• [Set exercise]:
Rewrite the rows below as a numbered list, skipping blank lines and omitting the picture lines.

• [Excerpts from annotation records]:
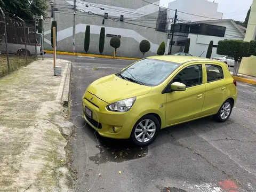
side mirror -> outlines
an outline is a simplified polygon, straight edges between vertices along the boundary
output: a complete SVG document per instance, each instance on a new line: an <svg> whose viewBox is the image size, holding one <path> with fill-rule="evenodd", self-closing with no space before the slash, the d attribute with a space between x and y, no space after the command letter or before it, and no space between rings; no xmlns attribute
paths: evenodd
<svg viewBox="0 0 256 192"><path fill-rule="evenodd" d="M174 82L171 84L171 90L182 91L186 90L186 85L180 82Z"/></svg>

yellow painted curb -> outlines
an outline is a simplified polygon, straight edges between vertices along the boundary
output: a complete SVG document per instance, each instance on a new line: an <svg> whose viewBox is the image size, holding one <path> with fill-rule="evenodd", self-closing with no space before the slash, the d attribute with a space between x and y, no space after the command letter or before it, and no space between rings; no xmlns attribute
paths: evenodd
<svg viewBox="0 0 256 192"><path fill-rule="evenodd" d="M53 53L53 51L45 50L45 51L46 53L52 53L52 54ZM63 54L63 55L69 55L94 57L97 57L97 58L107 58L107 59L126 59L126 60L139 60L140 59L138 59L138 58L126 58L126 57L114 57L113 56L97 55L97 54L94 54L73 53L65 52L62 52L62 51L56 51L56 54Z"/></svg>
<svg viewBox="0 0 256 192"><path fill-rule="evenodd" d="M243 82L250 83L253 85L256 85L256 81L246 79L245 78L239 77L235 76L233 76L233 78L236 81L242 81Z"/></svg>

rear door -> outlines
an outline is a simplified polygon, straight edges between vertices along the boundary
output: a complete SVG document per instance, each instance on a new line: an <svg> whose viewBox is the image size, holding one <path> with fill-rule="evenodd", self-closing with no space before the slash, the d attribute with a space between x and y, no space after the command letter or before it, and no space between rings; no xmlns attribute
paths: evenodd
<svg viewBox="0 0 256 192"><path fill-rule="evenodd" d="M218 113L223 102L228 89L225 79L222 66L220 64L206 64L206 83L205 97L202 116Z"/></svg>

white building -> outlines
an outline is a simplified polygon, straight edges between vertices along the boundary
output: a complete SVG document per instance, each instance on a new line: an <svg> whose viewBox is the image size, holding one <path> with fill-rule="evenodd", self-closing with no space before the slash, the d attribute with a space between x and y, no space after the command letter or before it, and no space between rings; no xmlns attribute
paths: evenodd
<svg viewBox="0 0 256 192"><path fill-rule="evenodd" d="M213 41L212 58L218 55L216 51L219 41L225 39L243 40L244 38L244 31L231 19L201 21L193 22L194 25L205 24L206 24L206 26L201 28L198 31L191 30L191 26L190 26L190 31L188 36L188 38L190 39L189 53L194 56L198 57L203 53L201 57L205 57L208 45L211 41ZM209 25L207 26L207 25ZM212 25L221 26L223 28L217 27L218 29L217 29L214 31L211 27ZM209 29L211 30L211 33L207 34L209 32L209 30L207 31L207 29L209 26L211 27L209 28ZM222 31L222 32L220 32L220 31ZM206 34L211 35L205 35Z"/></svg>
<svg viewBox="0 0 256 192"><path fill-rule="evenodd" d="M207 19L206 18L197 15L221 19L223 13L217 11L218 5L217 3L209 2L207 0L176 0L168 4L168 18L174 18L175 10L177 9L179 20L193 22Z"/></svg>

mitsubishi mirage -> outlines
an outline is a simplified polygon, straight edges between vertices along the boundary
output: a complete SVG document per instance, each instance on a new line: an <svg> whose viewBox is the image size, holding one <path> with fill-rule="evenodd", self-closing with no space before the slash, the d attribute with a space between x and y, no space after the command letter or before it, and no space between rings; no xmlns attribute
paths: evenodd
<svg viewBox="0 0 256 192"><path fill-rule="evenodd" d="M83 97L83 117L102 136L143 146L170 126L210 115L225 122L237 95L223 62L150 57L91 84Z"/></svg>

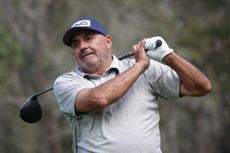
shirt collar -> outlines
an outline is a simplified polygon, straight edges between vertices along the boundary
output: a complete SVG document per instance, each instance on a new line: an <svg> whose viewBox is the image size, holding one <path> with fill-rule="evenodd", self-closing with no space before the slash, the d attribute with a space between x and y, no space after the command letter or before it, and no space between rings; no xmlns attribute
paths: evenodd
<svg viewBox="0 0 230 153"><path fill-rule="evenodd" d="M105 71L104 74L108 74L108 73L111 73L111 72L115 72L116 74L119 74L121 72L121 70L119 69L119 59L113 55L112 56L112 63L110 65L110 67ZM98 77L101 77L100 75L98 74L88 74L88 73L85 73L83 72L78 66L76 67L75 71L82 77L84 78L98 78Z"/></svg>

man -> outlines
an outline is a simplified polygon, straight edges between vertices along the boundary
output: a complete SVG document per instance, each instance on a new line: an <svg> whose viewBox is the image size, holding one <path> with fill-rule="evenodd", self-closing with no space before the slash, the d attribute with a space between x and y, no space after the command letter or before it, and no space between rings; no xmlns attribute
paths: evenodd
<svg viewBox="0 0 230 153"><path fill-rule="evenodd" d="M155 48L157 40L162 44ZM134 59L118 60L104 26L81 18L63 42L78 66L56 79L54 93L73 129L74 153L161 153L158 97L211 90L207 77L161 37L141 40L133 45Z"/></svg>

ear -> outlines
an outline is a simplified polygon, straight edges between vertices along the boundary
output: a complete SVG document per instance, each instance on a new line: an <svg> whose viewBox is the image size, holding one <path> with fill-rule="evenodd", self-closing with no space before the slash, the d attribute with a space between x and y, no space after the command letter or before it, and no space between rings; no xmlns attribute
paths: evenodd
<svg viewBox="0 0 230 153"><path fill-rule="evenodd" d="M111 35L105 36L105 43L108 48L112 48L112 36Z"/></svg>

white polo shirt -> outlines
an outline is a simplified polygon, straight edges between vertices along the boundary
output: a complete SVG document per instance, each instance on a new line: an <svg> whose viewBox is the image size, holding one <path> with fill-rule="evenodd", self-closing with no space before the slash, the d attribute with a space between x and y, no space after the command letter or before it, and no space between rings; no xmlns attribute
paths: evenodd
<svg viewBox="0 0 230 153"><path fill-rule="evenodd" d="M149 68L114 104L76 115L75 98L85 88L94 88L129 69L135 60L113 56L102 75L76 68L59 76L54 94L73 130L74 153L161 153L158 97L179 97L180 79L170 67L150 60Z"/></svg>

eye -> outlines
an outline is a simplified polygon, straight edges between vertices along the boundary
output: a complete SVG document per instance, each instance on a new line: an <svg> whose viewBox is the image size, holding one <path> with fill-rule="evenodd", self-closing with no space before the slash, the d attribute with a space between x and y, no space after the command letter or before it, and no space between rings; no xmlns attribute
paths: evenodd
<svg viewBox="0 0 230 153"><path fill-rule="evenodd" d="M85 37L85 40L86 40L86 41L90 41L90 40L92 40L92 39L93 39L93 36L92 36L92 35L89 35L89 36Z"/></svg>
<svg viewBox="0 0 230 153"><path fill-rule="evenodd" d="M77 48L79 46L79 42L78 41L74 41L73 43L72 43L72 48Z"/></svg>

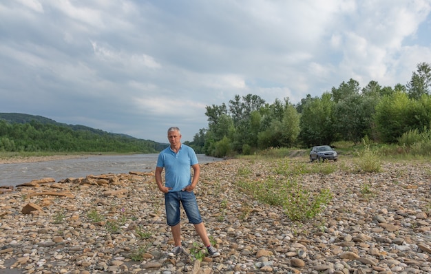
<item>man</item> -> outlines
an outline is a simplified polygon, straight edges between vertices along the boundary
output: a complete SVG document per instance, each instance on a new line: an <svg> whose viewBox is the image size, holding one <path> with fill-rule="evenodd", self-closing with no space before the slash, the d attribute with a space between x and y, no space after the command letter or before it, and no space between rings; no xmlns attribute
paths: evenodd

• [Result of the task]:
1. side mirror -> outlines
2. an outline is a simplified polygon, straight edges between vertices along the boundary
3. output: a complete SVG document per instance, each instance on a new line: an <svg> whose viewBox is the image size, holding one <path> with fill-rule="evenodd", self-closing with no space before the slash, the d attribute with a space between x and y, no space after the command letter or before it, and no space between rings; no xmlns attribute
4. paths: evenodd
5. <svg viewBox="0 0 256 192"><path fill-rule="evenodd" d="M174 82L171 84L171 90L182 91L186 90L186 85L180 82Z"/></svg>
6. yellow painted curb -> outlines
7. an outline is a simplified polygon, straight edges between vertices along the boundary
8. output: a complete SVG document per instance, each instance on a new line: an <svg> whose viewBox is the image size, holding one <path> with fill-rule="evenodd", self-closing with no space before the slash, the d attribute with a space between x and y, no space after the command letter or before it, and no space between rings; no xmlns attribute
9. paths: evenodd
10. <svg viewBox="0 0 256 192"><path fill-rule="evenodd" d="M53 53L53 51L45 50L45 51L46 53L52 53L52 54ZM63 54L63 55L69 55L94 57L97 57L97 58L107 58L107 59L126 59L126 60L139 60L140 59L138 59L138 58L126 58L126 57L114 57L113 56L97 55L97 54L94 54L73 53L65 52L62 52L62 51L56 51L56 54Z"/></svg>
11. <svg viewBox="0 0 256 192"><path fill-rule="evenodd" d="M243 82L250 83L253 85L256 85L256 81L246 79L245 78L239 77L235 76L233 76L233 78L236 81L242 81Z"/></svg>
12. rear door -> outlines
13. an outline is a simplified polygon, straight edges between vertices along the boundary
14. output: a complete SVG document per instance, each instance on a new line: an <svg> whose viewBox is the image size, holding one <path> with fill-rule="evenodd", self-closing with no space before the slash, the d attribute with a space between x and y, no space after the command letter or before it, and no space between rings; no xmlns attribute
15. paths: evenodd
16. <svg viewBox="0 0 256 192"><path fill-rule="evenodd" d="M218 113L223 102L228 89L225 79L222 66L220 64L206 64L206 83L205 97L202 116Z"/></svg>
17. white building -> outlines
18. an outline is a simplified polygon, straight edges between vertices along the boundary
19. output: a complete SVG document per instance, each instance on a new line: an <svg> whose viewBox is the image size, holding one <path> with fill-rule="evenodd", self-closing with no space before the slash, the d attribute with a space between x and y, no space after the command letter or before it, and no space between rings; no xmlns attribute
20. paths: evenodd
21. <svg viewBox="0 0 256 192"><path fill-rule="evenodd" d="M213 41L212 58L218 55L216 51L219 41L225 39L243 40L244 38L244 31L231 19L201 21L193 22L194 25L205 24L206 24L206 26L201 28L198 31L191 30L191 26L190 26L190 31L188 36L188 38L190 39L189 53L194 56L198 57L203 53L201 57L205 57L208 45L211 41ZM209 25L207 26L207 25ZM212 25L221 26L223 28L217 27L218 29L217 29L214 31L211 27ZM209 29L211 30L211 33L207 34L209 32L209 30L207 31L207 29L209 26L211 27L209 28ZM222 31L222 32L220 32L220 31ZM206 34L211 35L205 35Z"/></svg>
22. <svg viewBox="0 0 256 192"><path fill-rule="evenodd" d="M207 19L206 18L197 15L221 19L223 13L217 11L218 5L217 3L209 2L207 0L176 0L168 4L168 18L174 18L175 10L177 9L179 20L193 22Z"/></svg>
23. mitsubishi mirage -> outlines
24. an outline is a simplified polygon, straight edges between vertices along the boundary
25. output: a complete SVG document per instance, each instance on a new line: an <svg> whose viewBox is the image size, holding one <path> with fill-rule="evenodd", self-closing with no space before the slash, the d attribute with a space between x and y, no space after the command letter or before it, and no space between rings; no xmlns attribute
26. paths: evenodd
27. <svg viewBox="0 0 256 192"><path fill-rule="evenodd" d="M83 97L83 117L102 136L143 146L170 126L210 115L225 122L237 95L223 62L150 57L91 84Z"/></svg>
28. shirt collar -> outlines
29. an outline is a simplified polygon, straight edges between vertices along the boundary
30. output: a complete SVG document per instance, each instance on a new line: an <svg> whose viewBox is the image size, holding one <path> with fill-rule="evenodd", self-closing with no space before the slash, the d attribute with a space between x and y, no space after the command letter or before it, and no space between rings; no xmlns attribute
31. paths: evenodd
32. <svg viewBox="0 0 230 153"><path fill-rule="evenodd" d="M105 71L104 74L108 74L108 73L111 73L111 72L115 72L116 74L119 74L121 72L121 70L119 69L119 59L113 55L112 56L112 63L110 65L110 67ZM98 77L101 77L100 75L98 74L88 74L88 73L85 73L83 72L78 66L76 67L75 71L82 77L84 78L98 78Z"/></svg>
33. man -> outlines
34. an outline is a simplified polygon, straight edges between vertices along the boundary
35. output: a complete SVG document per instance, each instance on a new line: an <svg> whose viewBox is the image size, holding one <path> with fill-rule="evenodd", self-closing with no space before the slash, the d attribute with a space between x and y, no space after the command letter or before it, and no space between rings; no xmlns attribute
36. paths: evenodd
37. <svg viewBox="0 0 230 153"><path fill-rule="evenodd" d="M155 48L157 40L162 44ZM134 59L118 60L104 26L81 18L63 42L78 66L56 79L54 93L73 129L74 153L161 153L158 97L211 90L207 77L161 37L141 40L133 45Z"/></svg>
38. ear -> outlines
39. an outline is a simplified polygon, straight edges between vertices along the boundary
40. output: a complete SVG document per instance, each instance on a new line: an <svg> whose viewBox is the image size, holding one <path> with fill-rule="evenodd", self-closing with no space before the slash, the d attribute with a space between x and y, no space after the command letter or before it, and no space between rings; no xmlns attribute
41. paths: evenodd
42. <svg viewBox="0 0 230 153"><path fill-rule="evenodd" d="M111 35L105 36L105 43L108 48L112 48L112 36Z"/></svg>
43. white polo shirt -> outlines
44. an outline is a simplified polygon, straight edges between vertices along the boundary
45. output: a complete SVG document per instance, each instance on a new line: an <svg> whose viewBox is the image size, holding one <path> with fill-rule="evenodd", self-closing with no space before the slash, the d attribute with a space between x and y, no space after the command letter or before it, and no space between rings; no xmlns attribute
46. paths: evenodd
47. <svg viewBox="0 0 230 153"><path fill-rule="evenodd" d="M149 68L114 104L76 115L75 98L85 88L94 88L129 69L135 60L113 56L102 75L76 68L59 76L54 94L73 130L74 153L161 153L158 97L179 97L180 79L170 67L150 60Z"/></svg>
48. eye -> outlines
49. an outline is a simplified polygon, straight edges between vertices along the boundary
50. output: a complete SVG document per instance, each instance on a new line: an <svg> whose viewBox is the image size, holding one <path> with fill-rule="evenodd", self-closing with no space before the slash, the d attribute with a space between x and y, no space after the command letter or before it, and no space between rings; no xmlns attribute
51. paths: evenodd
52. <svg viewBox="0 0 230 153"><path fill-rule="evenodd" d="M85 37L85 40L86 40L86 41L90 41L90 40L92 40L92 39L93 39L93 36L92 36L92 35L89 35L89 36Z"/></svg>
53. <svg viewBox="0 0 230 153"><path fill-rule="evenodd" d="M77 48L79 46L79 42L78 41L74 41L73 43L72 43L72 48Z"/></svg>
54. <item>man</item> -> outlines
55. an outline is a simplified polygon, straight edges between vertices along the boundary
56. output: a complete SVG document per instance, each instance on a new line: an <svg> whose viewBox is the image size, holding one <path> with fill-rule="evenodd", self-closing with no space before the slash, the d attribute with a space between x and y, no space after the command letter or before it, and no space between rings; no xmlns attribute
57. paths: evenodd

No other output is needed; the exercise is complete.